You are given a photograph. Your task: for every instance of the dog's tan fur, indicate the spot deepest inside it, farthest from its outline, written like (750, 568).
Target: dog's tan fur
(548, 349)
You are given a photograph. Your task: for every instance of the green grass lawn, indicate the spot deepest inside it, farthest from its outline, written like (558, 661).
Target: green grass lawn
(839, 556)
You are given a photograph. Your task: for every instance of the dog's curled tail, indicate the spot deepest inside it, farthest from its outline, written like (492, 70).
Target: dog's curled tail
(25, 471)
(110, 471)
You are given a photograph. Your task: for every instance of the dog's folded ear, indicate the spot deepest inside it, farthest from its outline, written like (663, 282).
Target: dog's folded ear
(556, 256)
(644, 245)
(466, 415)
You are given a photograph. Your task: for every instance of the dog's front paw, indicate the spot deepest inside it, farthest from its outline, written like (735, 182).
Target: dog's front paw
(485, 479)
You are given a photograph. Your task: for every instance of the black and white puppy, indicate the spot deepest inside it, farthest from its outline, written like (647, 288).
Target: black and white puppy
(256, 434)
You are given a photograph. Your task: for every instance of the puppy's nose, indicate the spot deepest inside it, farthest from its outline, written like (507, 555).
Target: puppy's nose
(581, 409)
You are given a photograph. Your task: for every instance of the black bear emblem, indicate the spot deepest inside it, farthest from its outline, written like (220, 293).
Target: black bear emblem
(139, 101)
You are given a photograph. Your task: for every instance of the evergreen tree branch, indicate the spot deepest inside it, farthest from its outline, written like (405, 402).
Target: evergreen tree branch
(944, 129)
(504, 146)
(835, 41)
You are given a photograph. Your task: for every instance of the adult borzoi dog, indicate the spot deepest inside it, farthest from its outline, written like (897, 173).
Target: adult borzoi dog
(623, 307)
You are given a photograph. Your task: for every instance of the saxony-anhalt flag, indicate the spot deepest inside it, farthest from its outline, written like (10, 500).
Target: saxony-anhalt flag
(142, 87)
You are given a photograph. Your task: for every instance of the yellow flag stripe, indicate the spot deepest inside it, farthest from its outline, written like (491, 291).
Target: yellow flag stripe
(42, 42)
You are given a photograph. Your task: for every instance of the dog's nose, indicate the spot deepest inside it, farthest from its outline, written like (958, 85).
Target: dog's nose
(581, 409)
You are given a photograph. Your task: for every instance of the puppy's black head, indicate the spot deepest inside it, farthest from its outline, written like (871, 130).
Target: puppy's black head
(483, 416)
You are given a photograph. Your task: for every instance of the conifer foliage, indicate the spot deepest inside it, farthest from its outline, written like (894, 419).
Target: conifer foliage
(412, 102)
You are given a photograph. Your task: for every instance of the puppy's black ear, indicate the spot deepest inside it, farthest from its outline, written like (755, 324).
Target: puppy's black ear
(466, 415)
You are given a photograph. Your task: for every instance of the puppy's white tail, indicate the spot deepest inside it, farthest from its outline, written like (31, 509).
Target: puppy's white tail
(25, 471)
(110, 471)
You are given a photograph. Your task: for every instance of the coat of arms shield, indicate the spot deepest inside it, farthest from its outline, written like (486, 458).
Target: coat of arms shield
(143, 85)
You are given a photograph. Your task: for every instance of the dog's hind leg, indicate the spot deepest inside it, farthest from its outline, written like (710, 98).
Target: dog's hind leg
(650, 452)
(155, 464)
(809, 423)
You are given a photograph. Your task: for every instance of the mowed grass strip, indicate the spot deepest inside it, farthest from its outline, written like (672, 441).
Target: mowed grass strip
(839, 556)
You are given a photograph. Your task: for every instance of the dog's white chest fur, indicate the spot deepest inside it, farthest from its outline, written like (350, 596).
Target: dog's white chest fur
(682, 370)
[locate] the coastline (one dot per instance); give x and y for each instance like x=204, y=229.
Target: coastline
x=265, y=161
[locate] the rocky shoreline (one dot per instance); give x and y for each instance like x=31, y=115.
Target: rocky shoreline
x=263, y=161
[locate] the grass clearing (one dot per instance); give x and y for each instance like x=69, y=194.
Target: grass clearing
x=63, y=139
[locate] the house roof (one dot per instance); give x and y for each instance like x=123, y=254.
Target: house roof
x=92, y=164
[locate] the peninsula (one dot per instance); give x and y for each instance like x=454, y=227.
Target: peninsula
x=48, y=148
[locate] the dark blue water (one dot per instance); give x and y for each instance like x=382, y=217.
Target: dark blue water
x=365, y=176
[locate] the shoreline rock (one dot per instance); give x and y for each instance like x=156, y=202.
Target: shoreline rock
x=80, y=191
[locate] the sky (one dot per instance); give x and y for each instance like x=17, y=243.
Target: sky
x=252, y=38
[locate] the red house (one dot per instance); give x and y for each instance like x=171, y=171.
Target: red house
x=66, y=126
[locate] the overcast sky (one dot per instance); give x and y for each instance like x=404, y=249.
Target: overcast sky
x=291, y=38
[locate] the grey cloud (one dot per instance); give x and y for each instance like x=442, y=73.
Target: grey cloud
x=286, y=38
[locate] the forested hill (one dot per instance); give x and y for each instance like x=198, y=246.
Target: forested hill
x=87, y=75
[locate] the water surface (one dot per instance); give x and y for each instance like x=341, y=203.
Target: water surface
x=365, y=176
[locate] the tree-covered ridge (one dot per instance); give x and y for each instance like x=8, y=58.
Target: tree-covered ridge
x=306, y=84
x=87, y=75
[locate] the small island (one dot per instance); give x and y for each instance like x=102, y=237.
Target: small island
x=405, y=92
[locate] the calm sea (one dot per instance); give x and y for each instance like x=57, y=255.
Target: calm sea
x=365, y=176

Activity >> Nothing in the material should be left out; output it exactly.

Expected output >>
You are given a photograph. Your task: for every instance of the dog's tan fur, indicate the spot deepest inside it, farthest from its outline, written like (750, 568).
Target: dog's tan fur
(548, 349)
You are given a photograph. Your task: for every instance of the green grass lawn, indicate the spot deepest inside it, farthest from its outline, written like (558, 661).
Target: green grass lawn
(839, 556)
You are given a photograph. Your task: for every instance of the dog's curled tail, indicate the spot deepest inside it, farthest from its outline, written like (492, 70).
Target: dog's curled tail
(25, 471)
(110, 471)
You are given a photograph. Your task: for every instance of the dog's folded ear, indicate the spot deepest inside it, farthest from its outline, written like (663, 282).
Target: dog's folded ear
(556, 256)
(644, 245)
(466, 415)
You are given a photograph. Your task: for every instance of the dog's front paw, indicate the spot deepest inside it, farthest from its outline, written like (735, 182).
Target: dog's front paw
(485, 479)
You are given a photograph. Your task: for every instance of the black and white puppy, indicate the spot deepest inside it, farthest from its outline, written like (647, 288).
Target: black and white puppy
(256, 434)
You are given a photograph. Your task: for every instance of the puppy's nose, indicate the spot deepest inside it, farthest from its outline, written like (507, 555).
Target: puppy's nose
(581, 409)
You are given a photograph. Your task: for every instance of the black bear emblem, indicate the spot deepest inside it, farthest from its outline, written like (220, 293).
Target: black bear emblem
(139, 101)
You are given a photograph. Your task: for every instance of the evergreen tree branch, indicate the spot deepest inside it, farthest from its outline, written like (405, 402).
Target: evergreen tree branch
(944, 129)
(504, 146)
(835, 41)
You are given a photograph. Your task: for every instance of the adult borzoi dog, indicate the spot deepest inside it, farthest from its outline, written like (897, 173).
Target: adult borzoi dog
(623, 307)
You are given a photograph. Your task: for every instance of the saxony-anhalt flag, indicate the spot deepest inside it, farthest from its outline, written like (10, 500).
Target: saxony-anhalt flag
(142, 87)
You are given a photograph. Your task: for every instance of the yellow flag stripe, indicate the spot deepest inside it, farthest from its outline, written like (491, 291).
Target: yellow flag stripe
(42, 42)
You are given a photograph. Your task: for every instance of the dog's nose, indicate the spot deepest inside it, farthest from its outline, written like (958, 85).
Target: dog's nose
(581, 409)
You are given a photograph. Your task: for every instance of the puppy's black head, indicate the spot deepest inside it, farthest from its outline, written like (871, 130).
Target: puppy's black head
(483, 416)
You are given a photograph. Your task: for every instance of the conifer foliage, indicate the spot deepest inside it, farthest from its outline, written like (894, 419).
Target: conifer foliage
(412, 102)
You are given a photograph. Your task: for every instance of the puppy's black ear, indicate the spot deepest inside it, farthest from its outline, written like (755, 324).
Target: puppy's black ear
(466, 415)
You are given a photograph. Your task: for every instance of the puppy's white tail, indicate the spot deepest inside it, farthest from its outline, written like (31, 509).
Target: puppy's white tail
(25, 471)
(110, 471)
You are given a photograph. Your task: for every instance of the coat of arms shield, indicate the spot deepest inside it, farthest from its outline, written like (486, 458).
Target: coat of arms shield
(143, 85)
You are given a photograph. Your task: for every instance of the dog's hind leg, indicate the spot deepest inside it, farthest from its outline, written like (710, 98).
Target: dog's hind leg
(650, 452)
(155, 464)
(809, 423)
You are given a photograph. Your task: for every instance of the mowed grass strip, indicate the spot deepest inside it, farthest from its outline, written like (672, 441).
Target: mowed grass strip
(839, 556)
You are given a photograph. Your task: for every instance of the dog's white chest fur, indicate the spot deepest inside it, farthest from its outline, written like (350, 596).
Target: dog's white chest fur
(682, 370)
[locate] the coastline (one dot per instance); give x and y for each instance like x=204, y=229.
Target: coastline
x=265, y=161
[locate] the rocky shoreline (one dot per instance); give x and y for each instance like x=31, y=115.
Target: rocky shoreline
x=263, y=161
[locate] the grass clearing (one dot per instance); give x and y for each instance like x=69, y=194.
Target: grass clearing
x=63, y=139
[locate] the house roof (one dot per instance); give x and y for each instance like x=123, y=254.
Target: house roof
x=92, y=164
[locate] the peninsula (one dot per instance); give x and y for each instance like x=454, y=227.
Target: peninsula
x=48, y=148
[locate] the dark blue water (one dot per instance); give x and y for each instance like x=382, y=217.
Target: dark blue water
x=365, y=176
[locate] the shoreline rock (one dot per instance); give x and y for each instance like x=156, y=202.
Target: shoreline rock
x=80, y=191
[locate] the sky (one dot per instance); give x and y for each instance like x=17, y=243.
Target: sky
x=252, y=38
[locate] the red house (one dot per instance); give x and y for each instance like x=171, y=171.
Target: red house
x=66, y=126
[locate] the overcast sky (one dot per instance); give x and y for each instance like x=404, y=249.
Target: overcast sky
x=291, y=38
[locate] the grey cloud (one dot per instance); give x and y for each instance like x=442, y=73.
Target: grey cloud
x=286, y=38
[locate] the forested hill (one dot per instance); give x and y for each instance like x=198, y=246.
Target: forested hill
x=87, y=75
[locate] the water surface (one dot per instance); give x and y for each instance like x=341, y=203.
Target: water surface
x=365, y=176
[locate] the tree-covered ridge (one dot per instance); give x and y for each instance like x=8, y=58.
Target: tree-covered ridge
x=306, y=84
x=87, y=75
[locate] the small island (one dot per instance); give x and y for each instance like x=102, y=237.
Target: small island
x=405, y=92
[locate] the calm sea (one dot per instance); give x and y for each instance like x=57, y=255.
Target: calm sea
x=365, y=176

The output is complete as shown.